> Exercise brief
Transcribe only the part of the listing below that begins at the line containing "Drop a point on every instance of the brick" and runs to its final line, keeping both ends.

━━━━━━━━

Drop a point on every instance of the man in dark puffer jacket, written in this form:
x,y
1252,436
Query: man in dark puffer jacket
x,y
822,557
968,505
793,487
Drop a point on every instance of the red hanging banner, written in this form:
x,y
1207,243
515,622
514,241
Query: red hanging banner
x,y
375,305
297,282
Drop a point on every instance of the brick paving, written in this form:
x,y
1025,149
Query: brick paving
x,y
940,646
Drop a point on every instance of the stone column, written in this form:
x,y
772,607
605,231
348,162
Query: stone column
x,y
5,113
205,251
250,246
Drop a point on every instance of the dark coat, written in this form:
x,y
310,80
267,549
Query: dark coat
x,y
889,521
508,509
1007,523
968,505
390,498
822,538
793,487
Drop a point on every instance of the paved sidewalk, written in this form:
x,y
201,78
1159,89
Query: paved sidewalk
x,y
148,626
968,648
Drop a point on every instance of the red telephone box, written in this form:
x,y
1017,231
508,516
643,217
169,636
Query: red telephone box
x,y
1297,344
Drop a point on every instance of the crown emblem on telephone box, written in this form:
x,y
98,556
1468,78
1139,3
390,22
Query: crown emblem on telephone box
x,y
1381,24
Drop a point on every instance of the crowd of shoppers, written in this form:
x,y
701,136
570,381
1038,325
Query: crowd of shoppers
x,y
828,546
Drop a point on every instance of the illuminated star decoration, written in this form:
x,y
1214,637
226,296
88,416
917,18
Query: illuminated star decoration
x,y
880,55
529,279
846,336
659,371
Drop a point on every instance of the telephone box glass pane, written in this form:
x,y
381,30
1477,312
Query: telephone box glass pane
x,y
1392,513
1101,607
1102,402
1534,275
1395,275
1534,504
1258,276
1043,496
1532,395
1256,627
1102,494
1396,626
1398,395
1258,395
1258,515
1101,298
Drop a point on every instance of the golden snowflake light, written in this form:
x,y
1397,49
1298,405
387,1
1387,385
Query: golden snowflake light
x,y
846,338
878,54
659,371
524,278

━━━━━━━━

> Answer for this exercise
Drop a point on every instance of the brick paving, written in this form:
x,y
1025,149
Query: brick paving
x,y
940,646
Drop a point on every instance of the stone column, written in this form:
x,y
772,607
605,231
348,162
Query: stone column
x,y
5,113
205,251
250,246
Drop a point on every instance of the dark coat, written in this form:
x,y
310,80
267,549
Query: dark coat
x,y
889,521
508,509
1007,523
968,505
390,498
822,538
793,487
Drop a point on every instance of the paved sidewalk, written in this form:
x,y
201,78
1159,89
Query: paved sidewalk
x,y
148,626
968,648
Drop a point on every instance of the red telephone box, written in this form:
x,y
1017,231
508,516
643,217
169,636
Query: red telephone box
x,y
1297,344
Drop a point on every instance of the crown emblem on telephone box, written in this form:
x,y
98,556
1468,78
1139,3
390,22
Query: crown emblem on telephone box
x,y
1381,24
Drop a point on every instance of the crowd of shoppers, written in this form:
x,y
701,136
570,381
1038,325
Query: crowd of shoppers
x,y
828,546
Drop a point on every instance of the illuminated star decoration, written in this form:
x,y
1214,637
226,296
88,416
917,18
Query: illuminated star decoration
x,y
880,55
529,279
846,336
659,371
Drop a point on every instance of the telephone box glass pane, written in this form:
x,y
381,30
1477,312
Query: telephone box glass pane
x,y
1392,513
1101,607
1102,402
1534,275
1395,275
1534,504
1258,276
1043,496
1532,395
1256,627
1102,494
1396,626
1398,395
1258,395
1258,515
1101,298
Drop a point on every instance of the golden snowflake light, written in this form:
x,y
1397,49
1298,405
387,1
1387,385
Query: golden snowflake light
x,y
846,338
878,54
659,371
524,278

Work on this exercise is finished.